──────── Information shown
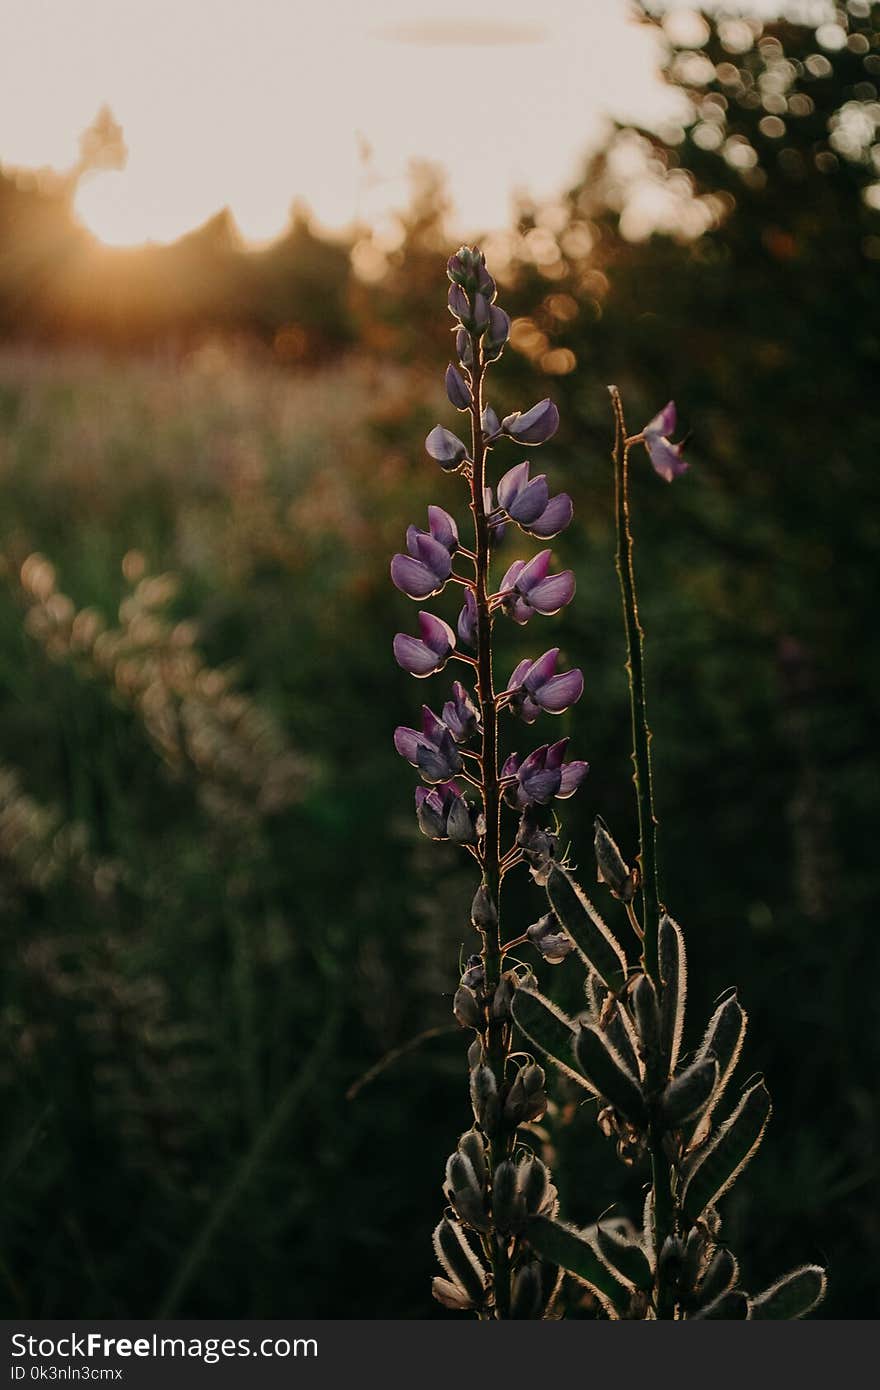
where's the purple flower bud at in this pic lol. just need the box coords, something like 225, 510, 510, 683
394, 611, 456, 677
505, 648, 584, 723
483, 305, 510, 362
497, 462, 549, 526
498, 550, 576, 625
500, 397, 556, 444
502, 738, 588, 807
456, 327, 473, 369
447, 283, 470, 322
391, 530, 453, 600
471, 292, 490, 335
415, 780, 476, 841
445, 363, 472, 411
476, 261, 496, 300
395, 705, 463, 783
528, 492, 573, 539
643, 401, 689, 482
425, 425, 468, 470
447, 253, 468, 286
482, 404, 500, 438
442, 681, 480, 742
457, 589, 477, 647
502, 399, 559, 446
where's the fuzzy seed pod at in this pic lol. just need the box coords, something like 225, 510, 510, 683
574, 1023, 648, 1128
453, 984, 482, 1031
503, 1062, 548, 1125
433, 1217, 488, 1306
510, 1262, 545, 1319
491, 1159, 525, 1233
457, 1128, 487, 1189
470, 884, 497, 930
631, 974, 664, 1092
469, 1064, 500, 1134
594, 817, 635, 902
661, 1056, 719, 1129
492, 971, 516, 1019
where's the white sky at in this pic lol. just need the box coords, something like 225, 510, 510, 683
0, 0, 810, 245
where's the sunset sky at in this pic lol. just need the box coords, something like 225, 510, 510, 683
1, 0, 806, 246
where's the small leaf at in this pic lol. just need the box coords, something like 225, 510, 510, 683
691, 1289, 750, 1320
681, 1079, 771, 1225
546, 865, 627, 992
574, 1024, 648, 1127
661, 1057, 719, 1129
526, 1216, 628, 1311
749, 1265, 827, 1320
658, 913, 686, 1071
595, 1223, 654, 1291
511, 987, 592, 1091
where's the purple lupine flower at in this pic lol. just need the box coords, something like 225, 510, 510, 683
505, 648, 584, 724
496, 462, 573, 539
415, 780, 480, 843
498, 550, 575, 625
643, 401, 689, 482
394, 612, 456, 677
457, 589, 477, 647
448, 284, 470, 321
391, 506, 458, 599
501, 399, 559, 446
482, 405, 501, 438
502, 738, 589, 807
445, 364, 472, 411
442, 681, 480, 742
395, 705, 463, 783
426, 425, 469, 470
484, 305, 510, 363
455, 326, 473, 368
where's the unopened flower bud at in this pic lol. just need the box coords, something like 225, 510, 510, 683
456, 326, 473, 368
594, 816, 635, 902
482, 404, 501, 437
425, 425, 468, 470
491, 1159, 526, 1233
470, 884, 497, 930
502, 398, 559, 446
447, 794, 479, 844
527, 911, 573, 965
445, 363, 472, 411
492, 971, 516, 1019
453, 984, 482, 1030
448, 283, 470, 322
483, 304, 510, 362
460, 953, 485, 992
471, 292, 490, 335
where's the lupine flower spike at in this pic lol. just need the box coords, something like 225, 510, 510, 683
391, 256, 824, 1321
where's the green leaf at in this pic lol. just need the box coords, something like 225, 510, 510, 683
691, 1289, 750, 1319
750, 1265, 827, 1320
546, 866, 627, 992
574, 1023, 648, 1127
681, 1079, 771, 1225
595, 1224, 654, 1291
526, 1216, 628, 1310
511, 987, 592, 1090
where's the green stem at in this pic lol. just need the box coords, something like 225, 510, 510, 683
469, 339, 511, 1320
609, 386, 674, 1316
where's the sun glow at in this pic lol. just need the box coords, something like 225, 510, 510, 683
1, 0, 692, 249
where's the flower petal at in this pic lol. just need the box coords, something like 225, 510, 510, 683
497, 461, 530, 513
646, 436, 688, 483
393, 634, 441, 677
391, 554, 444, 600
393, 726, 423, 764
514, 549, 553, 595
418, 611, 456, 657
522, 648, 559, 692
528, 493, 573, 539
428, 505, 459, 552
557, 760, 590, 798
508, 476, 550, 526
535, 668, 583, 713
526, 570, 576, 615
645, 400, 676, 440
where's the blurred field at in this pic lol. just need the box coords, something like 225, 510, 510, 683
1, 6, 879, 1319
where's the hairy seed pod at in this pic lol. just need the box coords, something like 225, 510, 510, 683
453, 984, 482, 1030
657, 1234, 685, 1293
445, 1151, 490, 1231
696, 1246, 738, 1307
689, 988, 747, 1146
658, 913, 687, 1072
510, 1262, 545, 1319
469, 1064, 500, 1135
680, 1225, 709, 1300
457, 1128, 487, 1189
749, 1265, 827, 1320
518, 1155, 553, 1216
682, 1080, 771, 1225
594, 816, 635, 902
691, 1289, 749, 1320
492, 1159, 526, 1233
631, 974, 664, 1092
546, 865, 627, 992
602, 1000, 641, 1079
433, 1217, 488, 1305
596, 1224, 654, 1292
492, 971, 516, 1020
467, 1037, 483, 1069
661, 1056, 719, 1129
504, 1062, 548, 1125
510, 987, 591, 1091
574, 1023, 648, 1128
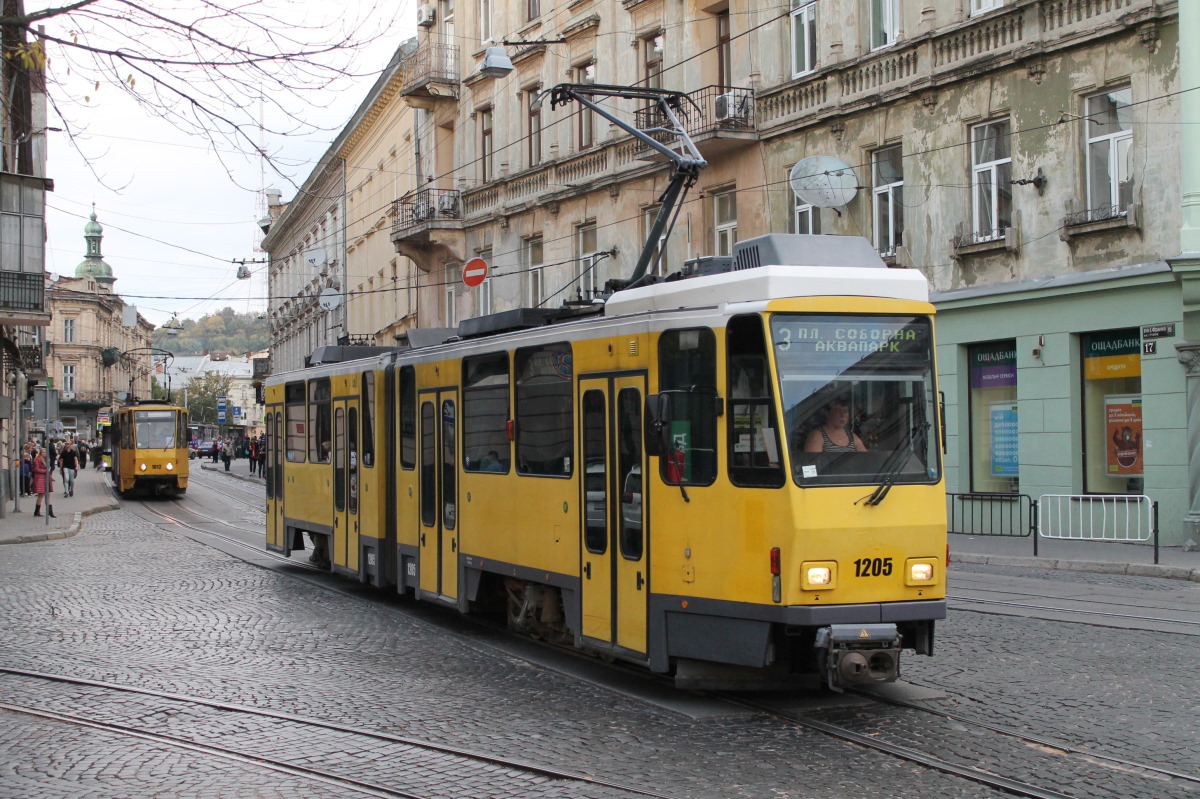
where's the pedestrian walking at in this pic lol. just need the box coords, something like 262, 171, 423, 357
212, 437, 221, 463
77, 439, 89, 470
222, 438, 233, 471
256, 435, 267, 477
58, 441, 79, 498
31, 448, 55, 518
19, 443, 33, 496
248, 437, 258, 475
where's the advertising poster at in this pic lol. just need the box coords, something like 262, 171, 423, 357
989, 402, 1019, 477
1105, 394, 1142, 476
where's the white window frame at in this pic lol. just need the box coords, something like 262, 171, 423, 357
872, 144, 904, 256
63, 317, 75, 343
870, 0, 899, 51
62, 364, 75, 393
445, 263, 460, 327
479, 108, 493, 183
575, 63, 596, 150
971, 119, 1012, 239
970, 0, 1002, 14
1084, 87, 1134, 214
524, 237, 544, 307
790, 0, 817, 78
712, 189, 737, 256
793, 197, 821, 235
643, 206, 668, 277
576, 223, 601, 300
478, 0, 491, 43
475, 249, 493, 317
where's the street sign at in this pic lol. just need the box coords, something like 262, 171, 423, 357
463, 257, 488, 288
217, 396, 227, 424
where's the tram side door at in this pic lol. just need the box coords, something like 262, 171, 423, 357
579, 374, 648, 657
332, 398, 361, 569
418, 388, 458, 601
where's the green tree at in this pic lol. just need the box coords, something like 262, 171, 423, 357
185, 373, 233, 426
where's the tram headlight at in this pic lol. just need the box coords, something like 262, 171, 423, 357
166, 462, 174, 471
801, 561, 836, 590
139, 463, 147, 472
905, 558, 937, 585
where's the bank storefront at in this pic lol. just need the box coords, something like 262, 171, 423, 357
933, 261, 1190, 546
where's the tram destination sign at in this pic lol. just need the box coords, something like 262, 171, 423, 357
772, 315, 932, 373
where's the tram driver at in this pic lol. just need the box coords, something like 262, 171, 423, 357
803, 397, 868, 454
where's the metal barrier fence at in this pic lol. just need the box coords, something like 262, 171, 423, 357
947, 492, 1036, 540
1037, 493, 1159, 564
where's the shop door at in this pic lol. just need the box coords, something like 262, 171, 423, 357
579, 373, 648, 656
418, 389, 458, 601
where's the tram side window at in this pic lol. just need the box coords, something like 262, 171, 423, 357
────────────────
Except for the pictures, return every line of the material exactly.

> [Completed exercise]
where's the purple flower bud at in this pic lol. just need the box coords, something like 225, 510, 510, 683
394, 611, 456, 677
505, 648, 584, 723
483, 305, 510, 362
497, 462, 549, 526
498, 550, 576, 625
500, 397, 556, 444
502, 738, 588, 807
456, 327, 473, 369
447, 283, 470, 322
391, 530, 453, 600
471, 292, 490, 335
415, 780, 476, 841
445, 363, 472, 411
476, 261, 496, 300
395, 705, 463, 783
528, 492, 573, 539
643, 401, 689, 482
425, 425, 468, 470
447, 253, 468, 286
482, 404, 500, 438
442, 681, 480, 742
457, 589, 477, 647
502, 399, 559, 446
where's the fuzzy seed pod at in this pic lol. just need the box coords, something like 225, 510, 510, 683
574, 1023, 648, 1128
453, 984, 482, 1031
503, 1062, 548, 1125
433, 1217, 488, 1306
510, 1262, 545, 1319
491, 1159, 525, 1233
457, 1128, 487, 1189
470, 884, 497, 930
631, 974, 664, 1092
469, 1064, 500, 1134
594, 817, 635, 902
661, 1056, 719, 1129
492, 971, 516, 1019
where's the white sky at in this pic lol. just need the box coords, something like 225, 510, 510, 683
0, 0, 810, 245
where's the sunset sky at in this pic lol. just need the box coords, something like 225, 510, 510, 683
1, 0, 806, 246
where's the small leaf at in this pic lol. just need the box coords, something like 225, 510, 510, 683
691, 1289, 750, 1320
681, 1079, 771, 1225
546, 865, 627, 992
574, 1024, 648, 1127
661, 1057, 719, 1129
526, 1216, 628, 1311
749, 1265, 827, 1320
658, 913, 686, 1071
595, 1223, 654, 1291
511, 987, 592, 1091
where's the purple lupine flower at in this pic lol. just need the box coords, something like 225, 510, 510, 683
505, 648, 584, 724
496, 462, 573, 539
415, 780, 480, 843
498, 550, 575, 625
643, 401, 689, 482
394, 612, 456, 677
457, 589, 477, 647
448, 284, 470, 321
391, 506, 458, 599
501, 399, 559, 446
482, 405, 501, 438
502, 738, 589, 807
445, 364, 472, 411
442, 681, 480, 742
395, 705, 463, 783
426, 425, 469, 470
484, 305, 510, 363
455, 326, 473, 368
where's the unopened flower bud at in this pic lol. just need the box coords, something like 225, 510, 510, 683
456, 326, 473, 368
594, 816, 635, 902
482, 404, 501, 437
425, 425, 468, 470
491, 1159, 526, 1233
470, 884, 497, 930
502, 398, 559, 446
447, 794, 479, 844
527, 911, 573, 965
445, 363, 472, 411
492, 971, 516, 1019
453, 984, 482, 1030
448, 283, 470, 322
483, 304, 510, 362
460, 953, 485, 992
471, 292, 490, 335
where's the lupine flower spike at in this pic lol. just need the box coords, something like 225, 510, 510, 683
391, 256, 824, 1321
where's the green leaf at in this pic lol. just need the box coords, something like 225, 510, 510, 683
691, 1289, 750, 1319
750, 1265, 827, 1320
546, 866, 627, 992
574, 1023, 648, 1127
681, 1079, 771, 1225
595, 1224, 654, 1291
526, 1216, 628, 1310
511, 987, 592, 1090
where's the green stem at in this pic lol. just need the box coords, something like 225, 510, 510, 683
469, 339, 511, 1320
609, 386, 674, 1316
where's the sun glow at in this pic lol. just need the box coords, something like 225, 510, 510, 683
1, 0, 692, 249
where's the flower petal at in this pic lol. just need the box coords, something like 225, 510, 510, 683
497, 461, 530, 513
646, 436, 688, 483
393, 634, 441, 677
391, 554, 444, 600
393, 726, 423, 764
514, 549, 553, 595
418, 611, 456, 657
522, 648, 559, 692
528, 493, 573, 539
428, 505, 459, 552
557, 760, 590, 798
508, 476, 550, 526
535, 668, 583, 713
526, 570, 576, 615
645, 400, 676, 440
where's the blurred field at in this pic lol. just need the box coords, something like 225, 510, 510, 683
1, 6, 879, 1319
where's the hairy seed pod at in this pic lol. just need the box coords, something like 225, 510, 510, 683
453, 984, 482, 1030
657, 1234, 685, 1293
445, 1151, 490, 1231
696, 1246, 738, 1307
689, 988, 747, 1146
658, 913, 687, 1072
510, 1262, 545, 1319
469, 1064, 500, 1135
680, 1225, 709, 1300
457, 1128, 487, 1189
749, 1265, 827, 1320
518, 1155, 553, 1216
682, 1080, 771, 1225
594, 816, 635, 902
691, 1289, 749, 1320
492, 1159, 526, 1233
631, 974, 664, 1092
546, 865, 627, 992
602, 1000, 641, 1079
433, 1217, 488, 1305
596, 1224, 654, 1292
492, 971, 516, 1020
467, 1037, 483, 1069
661, 1056, 719, 1129
504, 1062, 548, 1125
510, 987, 591, 1091
574, 1023, 648, 1128
where's the pedestrian walking at in this pic lol. just need the box coords, something like 262, 171, 423, 357
212, 437, 221, 463
77, 439, 89, 470
222, 438, 233, 471
256, 435, 267, 477
58, 441, 79, 498
31, 448, 55, 518
19, 443, 33, 496
248, 437, 258, 475
where's the advertising poster at in this pic lol. just need the box coords, something like 262, 171, 423, 357
989, 402, 1019, 477
1105, 394, 1142, 476
where's the white window frame at in this pic lol. just need the box coords, something like 262, 171, 423, 357
872, 144, 904, 256
63, 317, 75, 343
870, 0, 899, 51
62, 364, 75, 393
445, 263, 460, 327
479, 108, 493, 183
575, 63, 596, 150
971, 119, 1012, 239
970, 0, 1002, 14
1084, 87, 1134, 214
524, 237, 544, 307
790, 0, 817, 78
712, 189, 737, 256
793, 197, 821, 235
643, 206, 668, 277
576, 223, 601, 300
478, 0, 491, 43
475, 249, 493, 317
where's the street sign at in this pic lol. just need the box coords, something like 262, 171, 423, 357
463, 257, 488, 288
217, 396, 227, 424
where's the tram side door at in this pic lol. just need the box coords, something like 262, 171, 423, 357
579, 374, 648, 657
332, 398, 361, 569
418, 388, 458, 601
where's the green tree at in this pic lol. just need the box coords, something like 262, 171, 423, 357
185, 373, 233, 426
where's the tram headlight at in this pic lol. just need the box coords, something like 262, 171, 423, 357
166, 462, 174, 471
801, 561, 836, 590
139, 463, 147, 472
905, 558, 937, 585
where's the bank storefront at in this pic lol. just need the box coords, something like 262, 171, 423, 357
933, 261, 1190, 546
where's the tram destination sign at in this pic lol. just need the box coords, something like 262, 171, 423, 357
772, 315, 932, 373
where's the tram driver at in this pic lol. just need the box coords, something like 262, 171, 423, 357
803, 397, 868, 454
where's the metal barrier fence at in this pic lol. just need the box coords, something like 262, 171, 423, 357
947, 492, 1036, 540
1037, 493, 1159, 564
where's the shop door at in this pic lol. just need the box coords, something like 262, 171, 423, 357
579, 373, 648, 656
418, 389, 458, 601
where's the tram side window at in this pic lol. just need the box coords, something like 262, 171, 423, 357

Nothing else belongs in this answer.